▶ [What to do]: Look for the line that contains "Identify the spiral"; output that line and every line after it exactly, through the final line of the material below, and nothing else.

▶ [Provided entries]:
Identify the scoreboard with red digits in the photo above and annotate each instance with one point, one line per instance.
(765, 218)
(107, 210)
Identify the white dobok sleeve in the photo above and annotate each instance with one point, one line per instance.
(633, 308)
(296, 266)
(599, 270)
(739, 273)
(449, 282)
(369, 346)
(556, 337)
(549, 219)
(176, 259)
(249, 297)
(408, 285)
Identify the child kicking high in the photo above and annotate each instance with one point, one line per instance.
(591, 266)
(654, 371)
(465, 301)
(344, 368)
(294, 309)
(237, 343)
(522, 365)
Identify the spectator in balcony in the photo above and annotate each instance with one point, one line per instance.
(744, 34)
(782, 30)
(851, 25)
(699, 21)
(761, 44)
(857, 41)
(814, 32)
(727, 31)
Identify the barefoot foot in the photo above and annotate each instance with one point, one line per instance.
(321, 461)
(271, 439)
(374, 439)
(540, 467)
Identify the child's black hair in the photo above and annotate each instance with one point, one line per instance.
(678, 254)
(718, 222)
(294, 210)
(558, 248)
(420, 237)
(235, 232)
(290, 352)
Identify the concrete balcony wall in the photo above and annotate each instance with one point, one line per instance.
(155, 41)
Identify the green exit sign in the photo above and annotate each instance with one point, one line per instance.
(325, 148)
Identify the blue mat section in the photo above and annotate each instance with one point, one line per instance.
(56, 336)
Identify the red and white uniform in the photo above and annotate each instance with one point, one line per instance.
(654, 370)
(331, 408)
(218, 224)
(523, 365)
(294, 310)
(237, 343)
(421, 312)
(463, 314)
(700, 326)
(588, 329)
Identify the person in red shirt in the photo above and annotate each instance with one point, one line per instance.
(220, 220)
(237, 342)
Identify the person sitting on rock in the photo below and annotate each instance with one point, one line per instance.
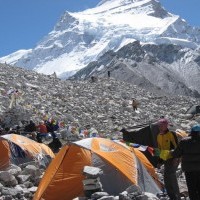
(135, 104)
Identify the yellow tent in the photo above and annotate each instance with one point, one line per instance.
(18, 149)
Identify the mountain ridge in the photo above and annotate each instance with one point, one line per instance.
(82, 37)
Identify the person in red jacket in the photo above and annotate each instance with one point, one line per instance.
(42, 128)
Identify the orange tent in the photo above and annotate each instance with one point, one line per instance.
(18, 149)
(63, 178)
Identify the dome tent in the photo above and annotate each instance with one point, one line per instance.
(63, 177)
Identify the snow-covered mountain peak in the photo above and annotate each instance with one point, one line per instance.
(82, 37)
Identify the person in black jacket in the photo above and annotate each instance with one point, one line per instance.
(189, 150)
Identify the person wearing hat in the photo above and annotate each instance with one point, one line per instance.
(167, 141)
(189, 150)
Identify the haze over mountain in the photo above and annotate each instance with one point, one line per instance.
(83, 37)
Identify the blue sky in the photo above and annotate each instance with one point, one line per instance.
(25, 22)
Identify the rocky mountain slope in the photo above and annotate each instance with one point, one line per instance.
(165, 67)
(104, 104)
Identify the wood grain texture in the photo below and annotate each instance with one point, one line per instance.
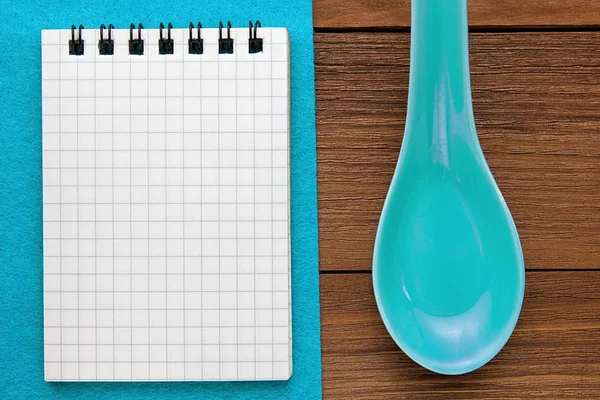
(536, 99)
(553, 353)
(482, 13)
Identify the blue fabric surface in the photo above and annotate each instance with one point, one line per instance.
(21, 316)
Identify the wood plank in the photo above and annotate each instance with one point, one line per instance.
(536, 100)
(334, 14)
(553, 353)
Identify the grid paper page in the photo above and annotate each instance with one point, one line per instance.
(166, 209)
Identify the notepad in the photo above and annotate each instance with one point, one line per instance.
(166, 204)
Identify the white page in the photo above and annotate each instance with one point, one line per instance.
(166, 209)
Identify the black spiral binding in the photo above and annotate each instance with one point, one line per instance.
(195, 46)
(106, 47)
(225, 44)
(136, 46)
(76, 45)
(166, 46)
(254, 42)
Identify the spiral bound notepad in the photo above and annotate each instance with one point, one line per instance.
(166, 204)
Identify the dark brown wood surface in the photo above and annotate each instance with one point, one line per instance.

▶ [Response to the task]:
Identify the spiral bound notepad in the photo above and annotate each instance with one point, one line per instance.
(166, 204)
Identify the dark brown wood surface in the photo above and annotate each instance with one point, one line per instance.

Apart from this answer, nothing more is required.